Reproduce all of the data word for word.

□ □ □

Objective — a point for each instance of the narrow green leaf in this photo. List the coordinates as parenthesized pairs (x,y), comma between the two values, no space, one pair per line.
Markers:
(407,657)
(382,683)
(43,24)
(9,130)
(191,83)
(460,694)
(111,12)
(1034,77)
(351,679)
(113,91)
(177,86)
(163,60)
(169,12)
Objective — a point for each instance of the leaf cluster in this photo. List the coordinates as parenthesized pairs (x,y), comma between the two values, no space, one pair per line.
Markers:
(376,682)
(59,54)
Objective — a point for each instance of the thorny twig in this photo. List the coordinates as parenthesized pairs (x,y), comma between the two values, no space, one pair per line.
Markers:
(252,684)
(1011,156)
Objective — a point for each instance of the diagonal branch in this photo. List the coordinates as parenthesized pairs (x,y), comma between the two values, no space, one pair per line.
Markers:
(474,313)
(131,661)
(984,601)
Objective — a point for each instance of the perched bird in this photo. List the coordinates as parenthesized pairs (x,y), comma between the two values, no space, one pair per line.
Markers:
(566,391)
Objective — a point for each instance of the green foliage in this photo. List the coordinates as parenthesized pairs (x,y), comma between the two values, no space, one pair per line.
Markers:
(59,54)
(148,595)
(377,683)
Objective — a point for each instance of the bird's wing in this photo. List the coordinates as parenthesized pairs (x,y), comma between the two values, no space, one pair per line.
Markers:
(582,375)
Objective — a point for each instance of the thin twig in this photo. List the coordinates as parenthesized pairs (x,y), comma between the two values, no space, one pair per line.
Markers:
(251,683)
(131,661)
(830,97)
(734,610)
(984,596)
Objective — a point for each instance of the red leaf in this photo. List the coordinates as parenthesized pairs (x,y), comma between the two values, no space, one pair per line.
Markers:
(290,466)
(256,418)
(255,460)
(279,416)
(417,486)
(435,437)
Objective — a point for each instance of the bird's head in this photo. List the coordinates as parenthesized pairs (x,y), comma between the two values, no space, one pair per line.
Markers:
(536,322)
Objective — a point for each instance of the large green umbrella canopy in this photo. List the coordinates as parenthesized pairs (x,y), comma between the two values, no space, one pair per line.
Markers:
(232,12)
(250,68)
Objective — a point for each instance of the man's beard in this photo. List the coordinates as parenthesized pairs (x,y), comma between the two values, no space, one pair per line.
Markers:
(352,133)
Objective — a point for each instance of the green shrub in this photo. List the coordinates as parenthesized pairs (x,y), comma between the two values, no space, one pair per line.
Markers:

□ □ □

» Solution to this exercise:
Objective — a point for each instance of the narrow green leaf in this photo. List the coordinates as parenthesized pairs (x,y), comma between the two values, no space, one pair per line.
Markers:
(407,657)
(382,683)
(43,24)
(9,130)
(191,83)
(460,694)
(111,12)
(1034,77)
(351,679)
(113,91)
(177,86)
(163,60)
(169,12)
Objective — a point for each instance of the leaf cluster in this photo. List the coordinates as parenthesized pairs (x,y), comma between the two values, no space, one pair per line.
Markers:
(376,682)
(59,54)
Objective — a point for each instance of the thorny twig in this photo. List the coordinates as parenthesized pairs (x,y), comma between the two values, no space, one pair per line.
Markers:
(252,684)
(1011,156)
Objective — a point for each instance of the diagonal branch in this photo. List the coordinates as parenthesized pairs (x,y), comma between the two values, no space, one pair per line.
Markers:
(474,313)
(131,661)
(984,601)
Objective — a point for each instance of the perched bird in this photo. List the coordinates as parenthesized pairs (x,y), comma between the two values, no space, one pair per line.
Markers:
(566,391)
Objective — a point for each instance of the green foliage in this photo. List the coordinates as parenthesized pairs (x,y), comma between the two values, no space, one pair per line.
Markers:
(59,54)
(148,595)
(377,683)
Objective — a point for each instance of the bird's wing in this photo. List the coordinates as parenthesized pairs (x,y), comma between the two values, no space, one pair per line.
Markers:
(582,375)
Objective — a point for each instance of the thin twig in this photo. List the coordinates as parenthesized pairs (x,y), comma between the two values, no space, one pair per line.
Markers:
(251,683)
(131,661)
(830,97)
(734,610)
(984,596)
Objective — a point for each instance of the red leaf in this photo. List the coordinates as parenthesized pairs (x,y), comma between the two values, no space, one pair per line.
Markers:
(290,466)
(256,418)
(255,460)
(279,416)
(417,486)
(435,437)
Objective — a point for each instance of the bird's head in this photo. List the coordinates as parenthesized pairs (x,y), comma between the two values, no space, one pair per line.
Markers:
(536,322)
Objective — a point for each instance of the large green umbrella canopy in this photo. List the coordinates as parenthesized pairs (x,y), comma between the two values, no space, one pair per line.
Markers:
(232,12)
(250,68)
Objective — a point for each instance of the man's beard in this photo. List the coordinates as parenthesized pairs (x,y), comma between the two values, no space, one pair per line.
Markers:
(352,133)
Objective — a point for each instance of the green shrub in this photo. List the coordinates as parenthesized pairs (x,y), comma between the two values, no space, one pair per line.
Markers:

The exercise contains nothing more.